> **Consigne**:
Reprenez, s'il vous plaît, le passage ci-dessous sur la ruine de Jérusalem et poursuivez-le à partir de sa dernière phrase.

> **Extrait fourni**:
---------------

PROPHÉTIE DE LA RUINE DE JÉRUSALEM ; SIGNES AVANT-COUREURS DE CETTE CATASTROPHE ET DU DERNIER AVÈNEMENT DE JÉSUS-CHRIST (Marc, xiii ; Luc, xxi, 5-36).


1 Jésus, étant sorti du temple, s’en allait, et ses disciples s’approchèrent de lui pour lui en faire remarquer les bâtiments. Mais, prenant la parole, il leur dit : Voyez-vous toutes ces choses ? En vérité, je vous le dis, il n’y sera pas laissé une pierre sur une autre pierre qui ne soit renversée.

3 Lorsqu’il se fut assis sur la montagne des Oliviers, ses disciples s’approchèrent, et, seuls avec lui, lui dirent : Dites-nous quand ces choses arriveront, et quel sera le signe de votre avénement et de la consommation du siècle ? Jésus leur répondit[1] :

5 Prenez garde que nul ne vous séduise. Car plusieurs viendront sous mon nom, disant : Je suis le Christ, et ils en séduiront un grand nombre. Vous entendrez parler de guerres et de bruits de guerre ; n’en soyez pas troublés, car il faut que ces choses arrivent ; mais ce n’est pas encore la fin. On verra s’élever peuple contre peuple, royaume contre royaume, et il y aura des pestes, des famines et des tremblements de terre en divers lieux. Ce n’est là que le commencement des douleurs[2]. Alors on vous livrera aux tortures et on vous fera mourir, et vous serez en haine à toutes les nations, à cause de mon nom. Et alors beaucoup failliront, et les hommes se livreront et se haïront les uns les autres. Et il s’élèvera plusieurs faux prophètes, qui en séduiront un grand nombre. Et parce que l’iniquité sera venue à son comble, la charité d’un grand nombre se refroidira. Mais celui qui persévérera jusqu’à la fin, sera sauvé. Cet évangile du royaume sera prêché dans le monde entier, pour être un témoignage à toutes les nations ; et alors viendra la consommation[3].

---------------

> **Données**:
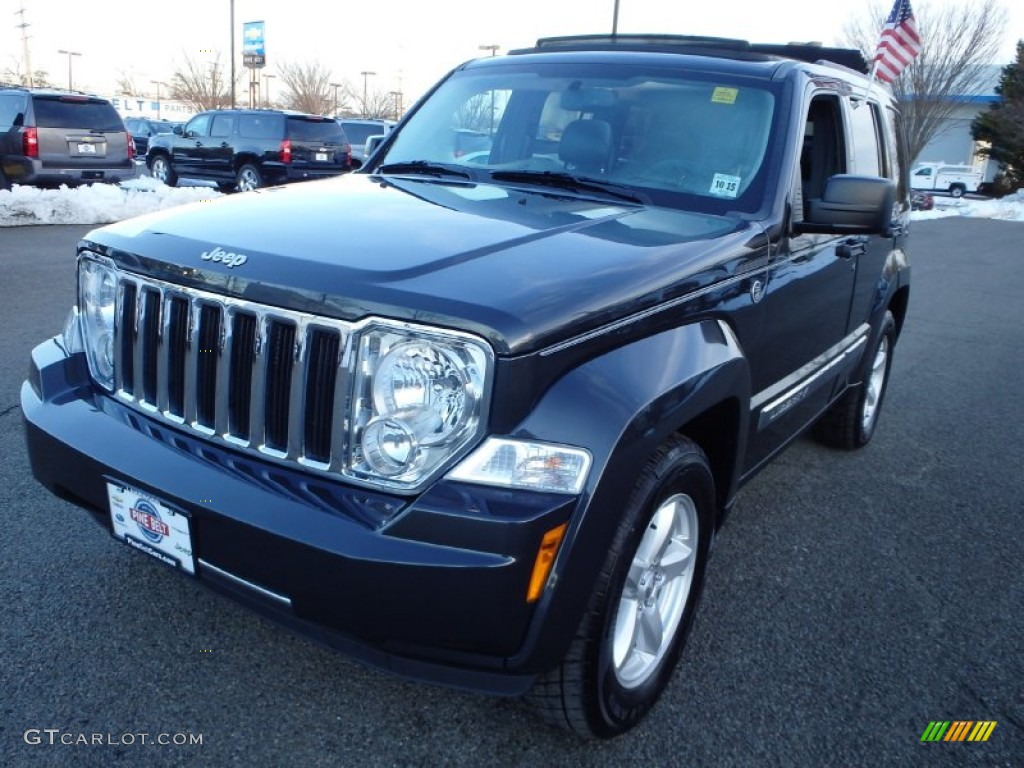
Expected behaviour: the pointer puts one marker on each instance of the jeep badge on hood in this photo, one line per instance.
(228, 259)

---------------

> **Réponse attendue**:
15 Quand donc vous verrez l’abomination de la désolation[4], annoncée par le prophète Daniel, présente dans le lieu saint, — que celui qui lit, entende[5], — alors que ceux qui sont dans la Judée s’enfuient sur les montagnes ; et que celui qui est sur le toit ne descende pas pour emporter quelque chose de sa maison[6] ; et que celui qui est dans les champs ne revienne pas pour prendre son manteau. Mais malheur aux femmes enceintes et à celles qui allaiteront en ces jours-là[7] ! Priez pour que votre fuite n’arrive pas en hiver, ni le jour du sabbat[8] ; car alors la tribulation sera si grande, que depuis le commencement du monde jusqu’ici, il n’y en a point eu de semblable, et qu’il n’y en aura jamais. Et si ces jours n’avaient été abrégés, nulle chair ne serait sauvée ; mais, à cause des élus, ces jours seront abrégés[9].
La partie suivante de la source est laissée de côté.